> The exercise
Identify each line in the data below that contains the string "orchid" and copy those lines out. Case counts.

> Pointing records
========

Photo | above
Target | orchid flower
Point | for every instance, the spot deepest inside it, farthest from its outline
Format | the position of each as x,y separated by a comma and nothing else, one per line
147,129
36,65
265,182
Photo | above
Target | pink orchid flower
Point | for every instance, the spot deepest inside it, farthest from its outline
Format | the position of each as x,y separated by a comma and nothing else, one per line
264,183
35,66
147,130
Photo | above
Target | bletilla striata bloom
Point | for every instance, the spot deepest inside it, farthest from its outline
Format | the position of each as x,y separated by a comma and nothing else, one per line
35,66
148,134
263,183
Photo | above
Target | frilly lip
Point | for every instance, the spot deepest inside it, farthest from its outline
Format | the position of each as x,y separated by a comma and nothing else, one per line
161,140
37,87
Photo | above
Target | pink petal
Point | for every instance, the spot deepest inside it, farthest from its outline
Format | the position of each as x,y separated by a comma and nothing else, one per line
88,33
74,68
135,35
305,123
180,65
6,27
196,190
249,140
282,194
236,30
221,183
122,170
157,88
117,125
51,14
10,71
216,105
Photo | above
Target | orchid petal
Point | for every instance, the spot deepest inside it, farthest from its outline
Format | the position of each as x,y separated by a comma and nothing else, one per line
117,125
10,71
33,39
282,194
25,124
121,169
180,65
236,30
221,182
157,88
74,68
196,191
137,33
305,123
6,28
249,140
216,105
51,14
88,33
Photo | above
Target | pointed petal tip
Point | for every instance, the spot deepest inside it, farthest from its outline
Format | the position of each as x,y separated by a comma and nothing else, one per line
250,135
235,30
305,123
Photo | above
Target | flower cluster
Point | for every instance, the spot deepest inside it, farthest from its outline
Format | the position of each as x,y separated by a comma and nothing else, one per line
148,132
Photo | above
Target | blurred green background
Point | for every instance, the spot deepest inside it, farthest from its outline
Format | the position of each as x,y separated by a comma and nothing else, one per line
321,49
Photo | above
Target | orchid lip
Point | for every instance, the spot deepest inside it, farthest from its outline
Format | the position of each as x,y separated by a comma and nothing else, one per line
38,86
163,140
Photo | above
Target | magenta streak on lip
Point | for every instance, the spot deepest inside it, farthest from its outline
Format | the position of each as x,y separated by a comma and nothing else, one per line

========

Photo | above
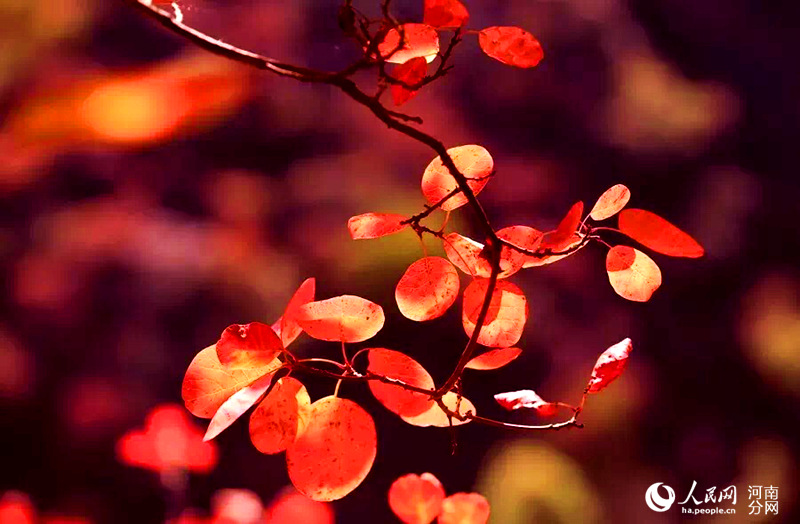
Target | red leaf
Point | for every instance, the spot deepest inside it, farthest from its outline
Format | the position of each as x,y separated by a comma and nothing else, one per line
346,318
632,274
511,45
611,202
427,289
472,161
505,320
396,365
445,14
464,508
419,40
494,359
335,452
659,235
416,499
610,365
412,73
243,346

========

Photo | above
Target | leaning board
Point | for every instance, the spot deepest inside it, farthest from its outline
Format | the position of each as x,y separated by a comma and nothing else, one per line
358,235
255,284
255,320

========

> Problem solution
Target | orchid flower
Target | pink orchid flower
Target | orchid petal
Target | orchid lip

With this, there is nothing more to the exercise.